→ WHAT IS NEEDED
Should any entry seem unclear, still set it down exactly as given, along with all the others.

Region pointing data
◇ ◇ ◇ ◇ ◇

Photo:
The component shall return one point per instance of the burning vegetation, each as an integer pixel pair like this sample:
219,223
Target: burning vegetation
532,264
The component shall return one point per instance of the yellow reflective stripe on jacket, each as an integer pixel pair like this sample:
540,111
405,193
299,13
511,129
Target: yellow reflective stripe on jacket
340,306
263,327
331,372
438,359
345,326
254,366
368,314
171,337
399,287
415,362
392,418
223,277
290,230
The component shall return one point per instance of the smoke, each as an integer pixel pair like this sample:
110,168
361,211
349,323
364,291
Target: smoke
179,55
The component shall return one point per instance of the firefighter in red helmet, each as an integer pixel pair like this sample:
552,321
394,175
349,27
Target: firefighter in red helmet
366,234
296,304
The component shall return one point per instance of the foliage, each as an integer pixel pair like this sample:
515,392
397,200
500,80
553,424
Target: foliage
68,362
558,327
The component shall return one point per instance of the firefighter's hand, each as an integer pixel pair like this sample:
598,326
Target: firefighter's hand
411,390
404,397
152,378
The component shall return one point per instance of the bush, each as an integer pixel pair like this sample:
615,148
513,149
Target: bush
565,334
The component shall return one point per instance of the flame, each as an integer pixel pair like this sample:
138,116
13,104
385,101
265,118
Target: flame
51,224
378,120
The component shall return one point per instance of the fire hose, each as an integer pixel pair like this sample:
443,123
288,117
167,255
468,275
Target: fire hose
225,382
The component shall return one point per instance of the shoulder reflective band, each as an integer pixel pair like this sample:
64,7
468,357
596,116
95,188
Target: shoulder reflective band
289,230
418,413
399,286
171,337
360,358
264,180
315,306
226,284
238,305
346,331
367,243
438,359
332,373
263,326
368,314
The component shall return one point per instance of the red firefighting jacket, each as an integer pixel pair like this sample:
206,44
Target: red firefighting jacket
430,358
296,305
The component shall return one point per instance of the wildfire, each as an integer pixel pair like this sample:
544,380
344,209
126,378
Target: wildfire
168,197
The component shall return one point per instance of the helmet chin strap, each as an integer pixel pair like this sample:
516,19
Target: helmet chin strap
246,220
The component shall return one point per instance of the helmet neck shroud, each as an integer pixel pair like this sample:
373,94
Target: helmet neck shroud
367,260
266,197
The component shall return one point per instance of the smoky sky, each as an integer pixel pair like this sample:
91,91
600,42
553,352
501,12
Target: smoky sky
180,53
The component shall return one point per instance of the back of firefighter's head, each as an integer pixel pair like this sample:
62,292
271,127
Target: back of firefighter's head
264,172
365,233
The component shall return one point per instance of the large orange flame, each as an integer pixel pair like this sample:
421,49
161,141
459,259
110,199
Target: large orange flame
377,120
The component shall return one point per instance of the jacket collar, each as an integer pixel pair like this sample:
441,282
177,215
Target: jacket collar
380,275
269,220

◇ ◇ ◇ ◇ ◇

→ TASK SOLUTION
Photo:
The component shall return one point per instance of the burning vegetation, each as an integer pixel pair like this sample:
219,223
Target: burning vegetation
532,264
The component shall return one point per instance of the yellow reflective stripe on jacket, each as an integer pixel pair like this sample:
540,111
405,193
299,13
511,129
Target: yellow reflective stripe on jacket
340,306
263,327
331,372
438,359
345,326
254,366
368,314
171,337
399,287
415,362
392,418
223,277
290,230
The component shall return one point per instance of the smoke, each as an integer pixel pair like this sample:
110,168
361,211
349,323
364,291
Target: smoke
179,55
The component shall return one point per instance of the firefighter in red helmet, each as an integer pixel pair like this sample:
552,321
394,175
349,27
Target: firefighter in red helmet
366,234
296,304
The component shall return one point per instance of the foliage, each as an integer pixel pair like this sample:
515,392
397,200
500,80
553,424
Target: foliage
68,362
558,327
The component shall return one point per instance of the firefighter's hand, each as an integer pixel pair like this sample:
598,326
Target: firefighter's hand
411,390
404,397
152,378
The component shall return one point per instance of the bush, each as an integer pixel pair like this sample:
615,148
513,149
Target: bush
565,334
The component shall return one point per instance of the flame, each as an integer pixel pair like this sample:
138,116
13,104
385,101
265,118
Target: flame
51,224
378,120
The component shall return one point per instance of the fire hose, each as an integer pixel pair like this sample:
443,123
288,117
167,255
468,275
Target: fire hose
225,382
The component shall return one point per instance of the shoulder reflective band, each as an integer pixel pair like this sample:
64,7
468,357
596,116
95,188
Target: shoulder reflective band
289,230
418,413
399,286
171,337
360,358
264,180
315,306
226,284
238,305
346,331
367,243
438,359
332,373
263,326
368,314
The component shall return one point per instance of the red firefighting jacket, each as an integer pixel pair like this sample:
206,44
Target: red firefighting jacket
430,358
296,305
The component shall return one point per instance of the wildfire, each as an integer pixel pair like this sample:
544,380
344,209
126,378
Target: wildfire
168,197
The component shall return one point per instance of the helmet chin strap, each as an integer pixel pair like this sample:
516,19
Target: helmet chin strap
246,220
The component shall return one point per instance of the helmet neck shroud, each as an integer pixel pair like this sample:
373,94
Target: helmet neck shroud
367,260
266,197
The component shall return one point per instance of the smoky sky, each as an integer pixel pair like this sample:
91,91
600,42
553,352
501,12
Target: smoky sky
180,53
The component shall return one point per instance of the back of firefighter's head, each as an integer pixel pair like this sample:
62,292
271,127
Target: back of firefighter's head
264,172
365,233
The component shall return one point per instance of the large orange flame, each as an integer pixel pair like this sample:
421,49
161,141
459,259
110,199
Target: large orange flame
377,120
The component shall return one point per instance of the jacket collar, each as an integer pixel pair like this sample:
441,282
177,215
Target: jacket collar
380,275
269,220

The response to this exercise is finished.